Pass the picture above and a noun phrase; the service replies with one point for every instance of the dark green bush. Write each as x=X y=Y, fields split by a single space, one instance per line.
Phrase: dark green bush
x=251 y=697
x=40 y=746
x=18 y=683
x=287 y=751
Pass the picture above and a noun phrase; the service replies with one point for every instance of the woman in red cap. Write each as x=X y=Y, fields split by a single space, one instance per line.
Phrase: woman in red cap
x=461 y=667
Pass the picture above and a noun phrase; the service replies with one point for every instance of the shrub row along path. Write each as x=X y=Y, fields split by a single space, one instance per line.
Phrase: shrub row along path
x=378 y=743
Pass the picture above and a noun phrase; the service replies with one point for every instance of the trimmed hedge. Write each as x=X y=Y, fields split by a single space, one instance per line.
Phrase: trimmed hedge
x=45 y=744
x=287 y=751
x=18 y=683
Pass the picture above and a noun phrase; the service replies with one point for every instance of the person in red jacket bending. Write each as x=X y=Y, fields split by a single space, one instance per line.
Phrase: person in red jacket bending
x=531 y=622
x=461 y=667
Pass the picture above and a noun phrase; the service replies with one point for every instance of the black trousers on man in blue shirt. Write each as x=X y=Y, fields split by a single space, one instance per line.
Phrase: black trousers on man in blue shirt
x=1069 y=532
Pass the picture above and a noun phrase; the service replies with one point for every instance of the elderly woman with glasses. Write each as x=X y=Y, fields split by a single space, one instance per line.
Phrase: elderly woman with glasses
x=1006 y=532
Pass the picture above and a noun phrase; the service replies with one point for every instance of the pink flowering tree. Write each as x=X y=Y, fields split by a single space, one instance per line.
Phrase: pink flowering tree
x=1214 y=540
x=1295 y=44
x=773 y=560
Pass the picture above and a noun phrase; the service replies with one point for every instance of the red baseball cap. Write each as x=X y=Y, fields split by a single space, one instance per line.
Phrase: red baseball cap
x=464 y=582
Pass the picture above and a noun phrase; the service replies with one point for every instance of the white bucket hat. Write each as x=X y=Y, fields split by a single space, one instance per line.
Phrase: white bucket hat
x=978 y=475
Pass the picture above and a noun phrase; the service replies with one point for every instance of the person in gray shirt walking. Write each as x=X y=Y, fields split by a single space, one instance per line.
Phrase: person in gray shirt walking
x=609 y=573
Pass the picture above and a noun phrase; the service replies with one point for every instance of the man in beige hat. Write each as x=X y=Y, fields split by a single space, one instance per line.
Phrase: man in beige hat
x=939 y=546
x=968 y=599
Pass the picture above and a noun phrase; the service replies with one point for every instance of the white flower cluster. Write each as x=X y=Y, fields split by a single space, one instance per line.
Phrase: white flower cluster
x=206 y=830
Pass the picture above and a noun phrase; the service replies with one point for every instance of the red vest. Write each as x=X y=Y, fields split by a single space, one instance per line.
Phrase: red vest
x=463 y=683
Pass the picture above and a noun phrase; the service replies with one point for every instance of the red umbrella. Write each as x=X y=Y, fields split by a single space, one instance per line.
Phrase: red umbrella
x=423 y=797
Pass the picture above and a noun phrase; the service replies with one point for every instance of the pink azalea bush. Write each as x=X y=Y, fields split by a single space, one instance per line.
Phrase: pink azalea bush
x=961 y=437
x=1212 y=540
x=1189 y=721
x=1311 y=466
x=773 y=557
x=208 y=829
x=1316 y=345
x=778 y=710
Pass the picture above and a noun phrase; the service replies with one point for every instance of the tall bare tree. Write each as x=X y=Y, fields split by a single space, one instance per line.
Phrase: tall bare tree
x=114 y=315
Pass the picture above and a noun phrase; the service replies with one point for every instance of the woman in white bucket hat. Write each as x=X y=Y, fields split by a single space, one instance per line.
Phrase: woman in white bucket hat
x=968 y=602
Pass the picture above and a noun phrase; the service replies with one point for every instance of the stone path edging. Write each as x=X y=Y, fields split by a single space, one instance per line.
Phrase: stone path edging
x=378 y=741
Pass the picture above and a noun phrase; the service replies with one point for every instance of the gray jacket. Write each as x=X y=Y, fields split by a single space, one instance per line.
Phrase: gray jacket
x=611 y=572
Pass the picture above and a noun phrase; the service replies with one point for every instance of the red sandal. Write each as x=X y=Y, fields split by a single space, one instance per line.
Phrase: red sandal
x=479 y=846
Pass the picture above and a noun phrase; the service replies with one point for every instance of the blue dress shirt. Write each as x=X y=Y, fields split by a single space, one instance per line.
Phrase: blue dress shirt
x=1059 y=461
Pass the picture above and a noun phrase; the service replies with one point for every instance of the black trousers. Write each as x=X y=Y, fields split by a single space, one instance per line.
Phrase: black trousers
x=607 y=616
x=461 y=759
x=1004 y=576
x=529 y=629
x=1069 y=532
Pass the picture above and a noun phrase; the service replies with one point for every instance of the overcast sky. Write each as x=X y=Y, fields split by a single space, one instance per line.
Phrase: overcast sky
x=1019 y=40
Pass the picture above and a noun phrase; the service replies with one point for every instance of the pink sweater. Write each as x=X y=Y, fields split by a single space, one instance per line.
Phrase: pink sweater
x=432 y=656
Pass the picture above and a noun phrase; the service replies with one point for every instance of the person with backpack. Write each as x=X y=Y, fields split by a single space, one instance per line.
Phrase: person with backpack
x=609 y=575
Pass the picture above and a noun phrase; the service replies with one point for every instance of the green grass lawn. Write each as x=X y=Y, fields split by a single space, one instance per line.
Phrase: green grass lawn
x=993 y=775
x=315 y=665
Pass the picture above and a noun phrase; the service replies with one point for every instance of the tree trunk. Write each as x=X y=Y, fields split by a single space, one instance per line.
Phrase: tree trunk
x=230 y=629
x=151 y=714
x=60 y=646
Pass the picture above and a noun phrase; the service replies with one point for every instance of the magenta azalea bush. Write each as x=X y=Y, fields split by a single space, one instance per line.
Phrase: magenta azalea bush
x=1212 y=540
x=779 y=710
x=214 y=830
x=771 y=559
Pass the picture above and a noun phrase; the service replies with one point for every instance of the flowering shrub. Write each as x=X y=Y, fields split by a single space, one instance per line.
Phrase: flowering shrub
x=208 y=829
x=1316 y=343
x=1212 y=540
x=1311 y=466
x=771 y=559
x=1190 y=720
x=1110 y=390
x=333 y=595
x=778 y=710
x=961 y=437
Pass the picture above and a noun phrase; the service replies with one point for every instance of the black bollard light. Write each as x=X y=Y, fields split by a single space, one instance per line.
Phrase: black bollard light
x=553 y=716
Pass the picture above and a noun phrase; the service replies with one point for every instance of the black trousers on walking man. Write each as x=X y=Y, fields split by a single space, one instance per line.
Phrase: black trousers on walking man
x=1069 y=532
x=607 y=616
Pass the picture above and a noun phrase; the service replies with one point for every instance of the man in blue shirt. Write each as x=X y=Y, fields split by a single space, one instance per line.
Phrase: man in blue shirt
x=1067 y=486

━━━━

Action item: What the exercise asks for is the listing above, retyped in full.

Expected output:
Pass the picture above and a noun phrase; the service replies with one point for every instance of the dark green bush. Write each as x=X y=Y, fields split by a single space, one instance per line.
Phrase: dark green bush
x=251 y=697
x=40 y=746
x=18 y=683
x=287 y=751
Pass the picture above and a noun phrase; the service replies with one point for every instance of the woman in red cap. Write each as x=X y=Y, fields split by a single space, one instance per line.
Phrase: woman in red cap
x=461 y=667
Pass the picture above and a noun phrase; the service replies with one point for every instance of the shrub row along path. Write each as x=X y=Y, fields split by a single space, one instance per line.
Phrase: shrub row along path
x=378 y=743
Pass the picture above and a noun phrase; the service replies with one point for every instance of the trimmed hedge. Write each as x=X y=Y, fields split by a single space, one instance per line.
Phrase: trimmed hedge
x=45 y=744
x=287 y=751
x=18 y=683
Pass the picture above and a noun phrase; the service replies with one point for every instance of the person in red jacket bending. Write each as x=X y=Y, fields split by a single space, one instance per line.
Phrase: person in red jacket bending
x=531 y=622
x=461 y=667
Pass the picture above and a noun phrase; the service replies with one point for every instance of the black trousers on man in blue shirt. Write each as x=X y=Y, fields split by a single space, one instance per line.
Phrase: black trousers on man in blue shirt
x=1069 y=532
Pass the picture above and a noun phrase; the service replies with one point for every instance of the elderly woman with glasses. Write each as x=X y=Y, fields split by a single space, one instance per line.
Phrase: elderly woman with glasses
x=1006 y=532
Pass the picture above and a noun phrase; the service replies with one point for every instance of the pink flowering tree. Write each as x=X y=Y, fields split by a single space, one instance per line.
Phrase: pink flowering tree
x=1214 y=540
x=1295 y=44
x=773 y=560
Pass the picture above and a noun phrase; the service replies with one point for every instance of the red baseball cap. Write each as x=X y=Y, fields split by a single space, one instance per line.
Phrase: red baseball cap
x=464 y=582
Pass the picture above and a noun phrase; the service replies with one point for every instance of the white bucket hat. Write each as x=X y=Y, fields split by a single space, one instance per line.
Phrase: white bucket hat
x=978 y=475
Pass the picture above and a noun phrase; the service replies with one point for every instance of the person in gray shirt walking. Write each as x=X y=Y, fields split by a single space, one instance per line.
Phrase: person in gray shirt walking
x=609 y=573
Pass the picture above and a noun phrase; the service replies with one point for every instance of the man in beige hat. Write each as x=X y=Y, fields split by a single space, one instance per line.
Phrase: man in beige hat
x=939 y=546
x=968 y=599
Pass the picture above and a noun phrase; the service replies with one point for every instance of the white flower cluster. Write each as x=X y=Y, fields split by a single space, one instance per line.
Phrase: white flower cluster
x=206 y=830
Pass the picture above and a noun phrase; the service replies with one point for every instance of the red vest. Write each as x=X y=Y, fields split by a single space, one instance per line.
Phrase: red vest
x=463 y=683
Pass the picture above and a noun phrase; the service replies with one point for every instance of the red umbrella. Write each as x=X y=Y, fields split by a single space, one instance per line.
Phrase: red umbrella
x=423 y=797
Pass the picture above and a noun phrase; the service replies with one point for every instance of the pink azalea bush. Write each as x=X y=Y, fields split by a single space, one instance per line.
Phrase: pink azalea bush
x=961 y=437
x=1212 y=540
x=1189 y=721
x=1311 y=466
x=773 y=557
x=208 y=829
x=1316 y=345
x=778 y=710
Pass the picture above and a noun phrase; the service replies with one point for every instance of the tall bare tree. Write each as x=X y=Y, fields split by a single space, one instance per line.
Phrase: tall bare tree
x=114 y=315
Pass the picture above and a noun phrase; the service replies with one point for every instance of the woman in white bucket hat. Write each as x=X y=Y, fields split by a single space, one instance per line.
Phrase: woman in white bucket hat
x=968 y=602
Pass the picture above and a noun phrase; the service replies with one point for every instance of the stone path edging. Write each as x=X y=Y, fields split by a single space, one instance per line.
Phrase: stone path edging
x=378 y=741
Pass the picture above and a noun phrase; the service replies with one point for every instance of the gray jacket. Write each as x=X y=Y, fields split by a single space, one instance per line.
Phrase: gray jacket
x=611 y=572
Pass the picture above and a noun phrase; the service replies with one point for every instance of the red sandal. Write each as x=X y=Y, fields split by a single space, one instance per line.
Phrase: red sandal
x=479 y=846
Pass the picture above and a noun phrase; the service replies with one point for every instance of the blue dress shirt. Write each as x=X y=Y, fields split by a single space, one instance per line.
Phrase: blue dress shirt
x=1059 y=461
Pass the picture above and a noun phrase; the service replies with one point for every instance of the black trousers. Write each as x=X y=Y, fields split by a single space, one instance per line.
Phrase: black trousers
x=607 y=616
x=461 y=759
x=1004 y=576
x=529 y=629
x=1069 y=532
Pass the picture above and a noun phrase; the service replies with one point for every instance of the overcast sky. Write each as x=X y=Y, fields split by a single space, one instance per line.
Phrase: overcast sky
x=1019 y=40
Pass the picture above and a noun phrase; the service replies with one point for every instance of the pink sweater. Write each as x=X y=Y, fields split by a single space, one instance per line.
Phrase: pink sweater
x=432 y=656
Pass the picture above and a noun phrase; the service replies with one point for every instance of the person with backpack. Write each as x=X y=Y, fields split by a single space, one instance per line.
Phrase: person with backpack
x=609 y=575
Pass the picture above and a noun phrase; the service replies with one point for every instance of the green grass lawn. Write each as x=X y=Y, fields split by a single space, one instance per line.
Phrase: green grass lawn
x=993 y=775
x=315 y=665
Pass the picture above and a noun phrase; the service replies with one point for every instance of the tree trunk. Write each as x=X y=Y, fields split by a single space, one instance per line.
Phrase: tree trunk
x=230 y=629
x=151 y=714
x=60 y=646
Pass the picture above and a noun phrase; the service replies with one point for every instance of the magenta azalea bush. Write each as x=X y=Y, fields split by a single space, one instance per line.
Phrase: magenta azalea bush
x=1212 y=540
x=779 y=710
x=214 y=830
x=771 y=559
Pass the picture above and a noun phrase; the service replies with one point for every instance of the flowering shrub. Write each as x=X y=Y, fields split by a single space, one instance per line.
Phrase: flowering shrub
x=208 y=829
x=1316 y=343
x=1212 y=540
x=1311 y=466
x=771 y=559
x=1190 y=720
x=1110 y=390
x=333 y=595
x=778 y=710
x=961 y=437
Pass the picture above and a noun phrase; the service replies with one point for every instance of the black bollard light. Write each as x=X y=Y, fields split by a single space, one instance per line.
Phrase: black bollard light
x=553 y=716
Pass the picture above and a noun phrase; the service replies with one point for every instance of the black trousers on walking man. Write each as x=X y=Y, fields split by a single space, one instance per line.
Phrase: black trousers on walking man
x=1069 y=532
x=607 y=616
Pass the picture above and a noun phrase; the service replies with one point for every instance of the man in blue shirt. Write each as x=X y=Y, fields split by a single space, one instance per line.
Phrase: man in blue shirt
x=1067 y=486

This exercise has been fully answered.